(Coordinate annotation entries)
⟨

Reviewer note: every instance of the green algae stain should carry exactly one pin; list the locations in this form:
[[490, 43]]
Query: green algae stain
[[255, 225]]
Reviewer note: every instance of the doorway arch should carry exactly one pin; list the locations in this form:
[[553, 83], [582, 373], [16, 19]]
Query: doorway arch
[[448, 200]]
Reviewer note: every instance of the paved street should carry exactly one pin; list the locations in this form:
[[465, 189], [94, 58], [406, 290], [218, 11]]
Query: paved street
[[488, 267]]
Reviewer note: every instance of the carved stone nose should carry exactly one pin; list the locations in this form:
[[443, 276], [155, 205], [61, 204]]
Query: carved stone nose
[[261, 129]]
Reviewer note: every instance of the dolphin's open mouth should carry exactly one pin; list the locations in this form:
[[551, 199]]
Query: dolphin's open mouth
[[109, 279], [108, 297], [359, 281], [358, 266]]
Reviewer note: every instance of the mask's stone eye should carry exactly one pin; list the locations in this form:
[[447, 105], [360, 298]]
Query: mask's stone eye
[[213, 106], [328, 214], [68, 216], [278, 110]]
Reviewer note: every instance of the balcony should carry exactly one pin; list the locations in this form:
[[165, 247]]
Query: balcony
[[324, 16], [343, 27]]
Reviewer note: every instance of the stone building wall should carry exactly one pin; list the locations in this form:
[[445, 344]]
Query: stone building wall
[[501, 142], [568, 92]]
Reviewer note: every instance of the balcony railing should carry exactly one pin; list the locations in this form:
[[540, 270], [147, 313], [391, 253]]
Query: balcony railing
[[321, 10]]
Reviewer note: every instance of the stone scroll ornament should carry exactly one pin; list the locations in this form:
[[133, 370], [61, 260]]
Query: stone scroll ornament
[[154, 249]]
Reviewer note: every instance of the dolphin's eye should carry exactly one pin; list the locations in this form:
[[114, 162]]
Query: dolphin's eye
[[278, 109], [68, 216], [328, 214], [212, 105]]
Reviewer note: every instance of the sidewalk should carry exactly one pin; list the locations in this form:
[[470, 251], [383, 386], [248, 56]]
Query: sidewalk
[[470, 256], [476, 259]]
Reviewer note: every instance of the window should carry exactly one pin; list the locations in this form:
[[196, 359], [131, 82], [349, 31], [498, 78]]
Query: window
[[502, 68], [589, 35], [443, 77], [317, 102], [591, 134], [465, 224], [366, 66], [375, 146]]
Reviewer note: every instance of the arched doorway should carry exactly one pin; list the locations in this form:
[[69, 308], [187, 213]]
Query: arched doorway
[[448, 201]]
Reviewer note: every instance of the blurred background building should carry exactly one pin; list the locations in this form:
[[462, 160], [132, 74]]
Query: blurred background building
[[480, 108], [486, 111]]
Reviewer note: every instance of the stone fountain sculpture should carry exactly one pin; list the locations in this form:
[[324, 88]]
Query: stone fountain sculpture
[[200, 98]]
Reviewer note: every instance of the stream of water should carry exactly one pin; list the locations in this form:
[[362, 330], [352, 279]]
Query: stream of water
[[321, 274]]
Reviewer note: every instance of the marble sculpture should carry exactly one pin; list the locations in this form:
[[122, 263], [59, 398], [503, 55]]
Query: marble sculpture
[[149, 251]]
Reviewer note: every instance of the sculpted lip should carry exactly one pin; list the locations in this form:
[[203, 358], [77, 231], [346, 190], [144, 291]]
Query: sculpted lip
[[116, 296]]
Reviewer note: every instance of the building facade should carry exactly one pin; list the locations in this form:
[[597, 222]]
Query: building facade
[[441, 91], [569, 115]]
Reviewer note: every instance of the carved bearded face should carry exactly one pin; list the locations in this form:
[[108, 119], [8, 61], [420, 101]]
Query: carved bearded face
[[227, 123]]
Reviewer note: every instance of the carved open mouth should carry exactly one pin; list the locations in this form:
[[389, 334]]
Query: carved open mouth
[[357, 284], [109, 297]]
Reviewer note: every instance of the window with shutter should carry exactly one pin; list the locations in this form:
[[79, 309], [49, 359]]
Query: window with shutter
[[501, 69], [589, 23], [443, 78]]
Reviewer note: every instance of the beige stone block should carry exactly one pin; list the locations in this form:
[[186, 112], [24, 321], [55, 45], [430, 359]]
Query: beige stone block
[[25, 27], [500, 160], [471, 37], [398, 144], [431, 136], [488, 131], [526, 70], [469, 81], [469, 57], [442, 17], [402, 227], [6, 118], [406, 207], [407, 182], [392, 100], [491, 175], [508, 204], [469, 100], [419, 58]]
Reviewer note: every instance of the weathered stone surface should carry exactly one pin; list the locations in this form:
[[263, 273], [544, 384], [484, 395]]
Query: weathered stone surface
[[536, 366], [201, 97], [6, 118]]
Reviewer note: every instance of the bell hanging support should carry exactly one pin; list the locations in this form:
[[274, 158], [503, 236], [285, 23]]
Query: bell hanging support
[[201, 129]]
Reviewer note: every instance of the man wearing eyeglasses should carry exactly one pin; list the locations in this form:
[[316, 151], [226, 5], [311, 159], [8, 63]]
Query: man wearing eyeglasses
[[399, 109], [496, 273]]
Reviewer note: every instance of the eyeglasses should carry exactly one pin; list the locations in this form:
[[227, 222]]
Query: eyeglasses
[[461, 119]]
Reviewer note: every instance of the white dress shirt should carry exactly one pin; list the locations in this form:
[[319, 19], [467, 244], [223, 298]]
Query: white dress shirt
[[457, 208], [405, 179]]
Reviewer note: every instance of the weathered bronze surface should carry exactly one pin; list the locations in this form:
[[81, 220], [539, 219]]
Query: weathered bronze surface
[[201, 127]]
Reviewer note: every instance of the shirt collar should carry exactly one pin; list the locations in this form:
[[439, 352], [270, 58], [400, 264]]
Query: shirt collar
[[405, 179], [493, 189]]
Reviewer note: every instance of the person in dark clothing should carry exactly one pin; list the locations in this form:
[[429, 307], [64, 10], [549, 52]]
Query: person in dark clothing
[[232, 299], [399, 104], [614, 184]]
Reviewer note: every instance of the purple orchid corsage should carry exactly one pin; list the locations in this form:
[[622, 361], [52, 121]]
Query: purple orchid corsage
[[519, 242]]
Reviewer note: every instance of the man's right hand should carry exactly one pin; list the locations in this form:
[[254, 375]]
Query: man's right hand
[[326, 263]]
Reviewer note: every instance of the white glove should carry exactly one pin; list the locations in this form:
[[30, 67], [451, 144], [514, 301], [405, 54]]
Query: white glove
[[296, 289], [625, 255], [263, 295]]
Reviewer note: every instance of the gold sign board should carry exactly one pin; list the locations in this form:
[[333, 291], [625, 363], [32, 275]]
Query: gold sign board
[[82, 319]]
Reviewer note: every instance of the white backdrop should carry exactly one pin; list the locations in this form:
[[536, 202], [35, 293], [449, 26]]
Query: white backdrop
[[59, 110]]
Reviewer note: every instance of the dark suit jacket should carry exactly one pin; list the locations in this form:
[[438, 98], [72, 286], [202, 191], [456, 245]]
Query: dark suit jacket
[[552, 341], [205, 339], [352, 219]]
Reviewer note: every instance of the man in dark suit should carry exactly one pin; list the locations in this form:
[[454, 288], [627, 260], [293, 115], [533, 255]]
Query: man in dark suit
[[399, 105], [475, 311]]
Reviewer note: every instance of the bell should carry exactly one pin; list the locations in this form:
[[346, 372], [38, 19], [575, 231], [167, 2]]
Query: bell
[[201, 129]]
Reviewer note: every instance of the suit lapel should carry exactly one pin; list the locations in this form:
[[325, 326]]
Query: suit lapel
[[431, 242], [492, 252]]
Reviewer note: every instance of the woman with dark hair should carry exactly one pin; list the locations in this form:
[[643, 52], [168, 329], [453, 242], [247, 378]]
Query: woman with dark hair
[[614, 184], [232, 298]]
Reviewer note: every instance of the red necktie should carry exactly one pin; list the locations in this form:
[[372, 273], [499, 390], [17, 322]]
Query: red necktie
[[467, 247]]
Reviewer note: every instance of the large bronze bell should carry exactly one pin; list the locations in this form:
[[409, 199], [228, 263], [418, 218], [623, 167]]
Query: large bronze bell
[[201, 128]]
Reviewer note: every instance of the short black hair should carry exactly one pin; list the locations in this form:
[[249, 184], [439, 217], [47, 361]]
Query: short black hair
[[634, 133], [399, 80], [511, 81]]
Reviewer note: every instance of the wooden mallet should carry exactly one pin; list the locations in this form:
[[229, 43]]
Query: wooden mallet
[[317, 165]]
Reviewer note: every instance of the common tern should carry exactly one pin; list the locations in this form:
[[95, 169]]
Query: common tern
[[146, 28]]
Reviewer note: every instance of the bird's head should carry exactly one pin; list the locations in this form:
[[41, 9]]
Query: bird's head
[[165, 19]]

⟩

Begin at the line that has "Reviewer note: every instance of the gold" and stop after the line that has "[[82, 319]]". Rewrite those lines with "gold sign board" changed to "brass nameplate" throughout and everything else left as is.

Reviewer note: every instance of the brass nameplate should carry exactly one pin; list the locations in this form:
[[333, 291], [625, 363], [32, 275]]
Query: brass nameplate
[[82, 319]]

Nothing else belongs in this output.